(TASKS AND EXERCISES):
A) Reproduce the passage of the Led Zeppelin essay starting at "After finding that" and ending at "Grand Funk Railroad.".
B) Answer these questions from the Led Zeppelin essay:
(i) Which service does the writer blame for the return to classic rock?
(ii) What Led Zeppelin song was playing while the writer worked out at the gym?
(iii) What color was the desk between the twin beds painted?

(TEXT SEGMENT):
------------------------------------------------

Remembering Led Zeppelin as a Spiritual Practice
Houses of the Not-So Holy
For the last month or so I have been drawn back into classic rock mode.
I blame Pandora.
I think it all started with wanting to listen to an old Blood, Sweat and Tears song that randomly ran through my head. “You made me so very happy, I’m so glad you came into my life.” And no, my sheltered friends, they weren’t singing about Jesus.
After finding that song, Pandora chain-linked me to Steve Miller Band, Kansas, Queen, AC/DC and finally to Led Zeppelin. Yes, these are your musical roots when your parents allow teenage friends to give their seven-year old son his first musical lessons with albums by Black Sabbath and Grand Funk Railroad.
This classic rock-fest began as a nostalgic musical journey, until the power of memory took over, and then the listening led to something far more significant.
While working out at the gym a few days later, I was listening to Led Zeppelin’s “The Rain Song,” off the Houses of the Holy album, the one with the provocative cover that got it banned in some regions of the Bible Belt. Suddenly, I was lying on the gold sculptured carpet of my boyhood bedroom. I could almost physically sense the furniture in the room; the twin beds of my brother and I separated by the Jetson-esque desk painted Hershey-chocolate brown, and the matching dresser I used to swan-dive from onto the bed pretending to be Captain America.
As Roger Plant’s haunting lyrics washed over me, I was there all over again, lying on the floor, mesmerized, escaping, on a vinyl magic carpet ride moving at 33 revolutions per minute. And for a moment, I also felt the old emotional ache again, the invisible “other brother” that I now realize was always there in my childhood for a host of reasons too complicated to explain here, but ones that are common to anyone with a dysfunctional upbringing in a house that was not holy in the way kids need.

------------------------------------------------

(EXTRACTED INFORMATION):
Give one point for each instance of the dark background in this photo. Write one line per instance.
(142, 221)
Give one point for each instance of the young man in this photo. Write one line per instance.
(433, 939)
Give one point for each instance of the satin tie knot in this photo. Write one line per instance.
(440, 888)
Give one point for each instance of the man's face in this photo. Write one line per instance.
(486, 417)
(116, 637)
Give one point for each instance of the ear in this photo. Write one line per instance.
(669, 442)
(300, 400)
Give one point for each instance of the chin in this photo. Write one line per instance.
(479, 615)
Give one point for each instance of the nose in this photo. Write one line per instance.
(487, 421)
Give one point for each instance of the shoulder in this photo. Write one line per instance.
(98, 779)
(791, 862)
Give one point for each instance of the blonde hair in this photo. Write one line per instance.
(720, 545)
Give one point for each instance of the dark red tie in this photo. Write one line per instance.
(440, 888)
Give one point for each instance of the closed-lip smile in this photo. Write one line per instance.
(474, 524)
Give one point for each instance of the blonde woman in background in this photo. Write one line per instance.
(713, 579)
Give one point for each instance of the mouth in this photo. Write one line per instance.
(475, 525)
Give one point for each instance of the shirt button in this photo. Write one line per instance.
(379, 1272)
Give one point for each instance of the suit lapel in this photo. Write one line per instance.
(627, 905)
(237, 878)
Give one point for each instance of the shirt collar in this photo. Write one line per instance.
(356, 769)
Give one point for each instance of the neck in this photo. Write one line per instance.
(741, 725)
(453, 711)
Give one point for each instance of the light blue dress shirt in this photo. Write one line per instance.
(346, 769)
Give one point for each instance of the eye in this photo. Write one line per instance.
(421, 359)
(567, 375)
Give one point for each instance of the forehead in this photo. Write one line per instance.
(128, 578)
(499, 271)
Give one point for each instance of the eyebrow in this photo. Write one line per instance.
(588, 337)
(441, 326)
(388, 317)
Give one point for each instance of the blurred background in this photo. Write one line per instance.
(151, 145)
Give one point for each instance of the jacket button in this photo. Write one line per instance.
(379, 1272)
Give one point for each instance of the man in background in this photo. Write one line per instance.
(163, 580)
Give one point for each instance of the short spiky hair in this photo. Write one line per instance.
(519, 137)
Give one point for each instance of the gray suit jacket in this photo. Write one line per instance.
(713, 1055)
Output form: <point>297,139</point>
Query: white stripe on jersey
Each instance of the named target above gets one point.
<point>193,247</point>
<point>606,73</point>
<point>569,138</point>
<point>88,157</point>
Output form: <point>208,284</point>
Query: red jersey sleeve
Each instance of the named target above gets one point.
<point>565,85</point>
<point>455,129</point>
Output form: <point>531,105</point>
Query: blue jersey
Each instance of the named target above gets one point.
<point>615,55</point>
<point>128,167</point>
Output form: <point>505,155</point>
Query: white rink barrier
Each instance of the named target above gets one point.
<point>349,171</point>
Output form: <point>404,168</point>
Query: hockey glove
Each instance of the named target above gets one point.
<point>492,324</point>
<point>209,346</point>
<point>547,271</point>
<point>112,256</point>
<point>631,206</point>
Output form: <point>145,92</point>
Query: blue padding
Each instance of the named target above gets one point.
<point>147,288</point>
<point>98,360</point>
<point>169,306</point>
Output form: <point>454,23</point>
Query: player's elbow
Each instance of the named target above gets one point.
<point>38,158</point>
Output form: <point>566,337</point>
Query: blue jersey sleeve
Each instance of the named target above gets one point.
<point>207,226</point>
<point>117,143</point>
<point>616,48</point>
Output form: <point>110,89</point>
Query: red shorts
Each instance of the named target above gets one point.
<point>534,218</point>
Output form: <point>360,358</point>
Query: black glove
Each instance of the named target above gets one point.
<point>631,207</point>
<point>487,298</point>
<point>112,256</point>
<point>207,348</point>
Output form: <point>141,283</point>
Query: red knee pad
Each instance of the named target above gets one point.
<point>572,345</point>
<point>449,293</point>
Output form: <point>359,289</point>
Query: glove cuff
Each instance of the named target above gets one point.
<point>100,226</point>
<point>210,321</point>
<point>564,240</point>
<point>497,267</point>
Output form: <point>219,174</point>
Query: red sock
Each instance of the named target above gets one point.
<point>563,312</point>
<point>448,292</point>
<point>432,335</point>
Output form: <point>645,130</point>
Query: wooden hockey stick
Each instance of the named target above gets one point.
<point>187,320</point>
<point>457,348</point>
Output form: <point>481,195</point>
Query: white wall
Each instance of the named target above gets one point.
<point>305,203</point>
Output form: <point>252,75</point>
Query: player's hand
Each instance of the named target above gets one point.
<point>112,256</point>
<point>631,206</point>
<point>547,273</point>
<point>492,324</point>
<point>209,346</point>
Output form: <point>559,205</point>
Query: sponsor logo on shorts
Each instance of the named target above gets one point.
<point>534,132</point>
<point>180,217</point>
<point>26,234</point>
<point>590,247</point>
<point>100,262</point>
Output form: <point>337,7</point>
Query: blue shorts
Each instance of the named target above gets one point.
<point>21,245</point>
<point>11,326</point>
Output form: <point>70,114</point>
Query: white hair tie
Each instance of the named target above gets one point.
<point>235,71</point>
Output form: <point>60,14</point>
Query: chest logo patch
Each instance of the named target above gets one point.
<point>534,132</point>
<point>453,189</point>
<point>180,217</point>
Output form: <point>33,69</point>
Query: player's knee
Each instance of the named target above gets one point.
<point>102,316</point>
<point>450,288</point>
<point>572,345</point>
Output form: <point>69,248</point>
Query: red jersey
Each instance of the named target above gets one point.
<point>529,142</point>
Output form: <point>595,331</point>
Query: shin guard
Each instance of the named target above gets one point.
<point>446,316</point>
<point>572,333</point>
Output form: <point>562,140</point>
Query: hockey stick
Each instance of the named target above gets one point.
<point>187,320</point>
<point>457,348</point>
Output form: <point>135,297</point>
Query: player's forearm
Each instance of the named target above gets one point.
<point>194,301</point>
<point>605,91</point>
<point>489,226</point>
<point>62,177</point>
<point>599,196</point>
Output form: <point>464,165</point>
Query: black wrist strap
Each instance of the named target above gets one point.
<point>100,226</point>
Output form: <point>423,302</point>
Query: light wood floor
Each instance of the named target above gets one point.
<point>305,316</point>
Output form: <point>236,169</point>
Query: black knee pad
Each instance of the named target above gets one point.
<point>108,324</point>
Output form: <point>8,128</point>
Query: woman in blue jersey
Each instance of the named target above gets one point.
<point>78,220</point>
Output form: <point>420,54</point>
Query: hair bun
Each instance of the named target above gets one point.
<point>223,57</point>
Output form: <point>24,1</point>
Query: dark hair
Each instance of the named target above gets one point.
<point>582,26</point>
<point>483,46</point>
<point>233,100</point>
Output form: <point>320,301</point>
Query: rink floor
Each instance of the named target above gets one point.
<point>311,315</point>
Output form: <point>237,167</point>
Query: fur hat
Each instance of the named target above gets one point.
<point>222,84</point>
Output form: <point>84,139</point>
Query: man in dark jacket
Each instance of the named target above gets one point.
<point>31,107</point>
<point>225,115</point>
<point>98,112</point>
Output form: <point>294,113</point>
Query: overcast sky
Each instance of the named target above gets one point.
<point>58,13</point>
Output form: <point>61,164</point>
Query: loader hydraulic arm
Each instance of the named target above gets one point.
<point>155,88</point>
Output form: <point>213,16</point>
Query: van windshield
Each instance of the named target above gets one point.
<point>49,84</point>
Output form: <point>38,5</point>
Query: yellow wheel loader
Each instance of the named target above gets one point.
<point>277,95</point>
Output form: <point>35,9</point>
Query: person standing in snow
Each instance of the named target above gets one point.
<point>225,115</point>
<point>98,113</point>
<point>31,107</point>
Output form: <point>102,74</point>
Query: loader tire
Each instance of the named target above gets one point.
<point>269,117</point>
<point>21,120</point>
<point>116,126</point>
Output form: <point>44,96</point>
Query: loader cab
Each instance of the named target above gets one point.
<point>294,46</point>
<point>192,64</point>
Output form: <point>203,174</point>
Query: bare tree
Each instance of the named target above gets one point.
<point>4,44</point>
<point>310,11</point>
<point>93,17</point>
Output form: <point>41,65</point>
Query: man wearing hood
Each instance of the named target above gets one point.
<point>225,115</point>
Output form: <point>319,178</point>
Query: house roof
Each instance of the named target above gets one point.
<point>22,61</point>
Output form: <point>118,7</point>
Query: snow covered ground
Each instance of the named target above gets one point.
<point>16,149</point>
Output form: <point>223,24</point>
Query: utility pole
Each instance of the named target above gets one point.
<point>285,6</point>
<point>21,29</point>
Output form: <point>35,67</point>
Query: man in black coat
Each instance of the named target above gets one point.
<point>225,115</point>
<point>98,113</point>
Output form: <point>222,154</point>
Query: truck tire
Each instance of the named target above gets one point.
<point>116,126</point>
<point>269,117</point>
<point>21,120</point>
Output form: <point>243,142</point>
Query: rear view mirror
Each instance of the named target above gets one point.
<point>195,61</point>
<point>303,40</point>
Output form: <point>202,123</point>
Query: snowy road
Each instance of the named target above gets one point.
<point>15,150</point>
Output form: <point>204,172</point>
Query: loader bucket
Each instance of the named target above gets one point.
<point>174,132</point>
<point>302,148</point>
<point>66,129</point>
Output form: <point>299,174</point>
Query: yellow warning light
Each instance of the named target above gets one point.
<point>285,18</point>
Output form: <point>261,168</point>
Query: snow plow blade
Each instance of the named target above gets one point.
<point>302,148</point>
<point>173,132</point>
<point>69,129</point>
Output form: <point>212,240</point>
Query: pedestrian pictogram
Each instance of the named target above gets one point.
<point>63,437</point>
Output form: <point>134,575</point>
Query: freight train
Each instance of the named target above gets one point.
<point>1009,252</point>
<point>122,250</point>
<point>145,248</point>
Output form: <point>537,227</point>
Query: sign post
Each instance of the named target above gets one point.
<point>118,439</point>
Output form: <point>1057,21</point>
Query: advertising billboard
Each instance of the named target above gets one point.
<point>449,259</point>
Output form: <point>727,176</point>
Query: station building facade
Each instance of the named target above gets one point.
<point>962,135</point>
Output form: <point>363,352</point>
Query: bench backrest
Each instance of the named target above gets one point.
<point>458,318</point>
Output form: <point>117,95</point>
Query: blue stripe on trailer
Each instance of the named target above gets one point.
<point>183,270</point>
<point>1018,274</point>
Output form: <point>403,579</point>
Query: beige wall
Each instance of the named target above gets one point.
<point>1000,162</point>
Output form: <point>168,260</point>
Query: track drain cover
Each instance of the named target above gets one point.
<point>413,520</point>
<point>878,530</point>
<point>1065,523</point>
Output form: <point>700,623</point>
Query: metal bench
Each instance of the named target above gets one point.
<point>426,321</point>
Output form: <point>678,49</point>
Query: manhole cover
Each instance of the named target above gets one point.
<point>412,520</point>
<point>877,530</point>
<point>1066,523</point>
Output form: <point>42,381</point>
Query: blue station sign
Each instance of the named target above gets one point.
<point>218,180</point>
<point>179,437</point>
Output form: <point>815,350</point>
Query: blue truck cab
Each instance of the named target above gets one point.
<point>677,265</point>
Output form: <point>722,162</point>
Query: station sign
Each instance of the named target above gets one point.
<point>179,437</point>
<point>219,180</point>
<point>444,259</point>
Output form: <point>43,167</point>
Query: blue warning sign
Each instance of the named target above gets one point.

------------------------------------------------

(THE SOLUTIONS):
A)
After finding that song, Pandora chain-linked me to Steve Miller Band, Kansas, Queen, AC/DC and finally to Led Zeppelin. Yes, these are your musical roots when your parents allow teenage friends to give their seven-year old son his first musical lessons with albums by Black Sabbath and Grand Funk Railroad.

B)
(i) Pandora
(ii) "The Rain Song"
(iii) Hershey-chocolate brown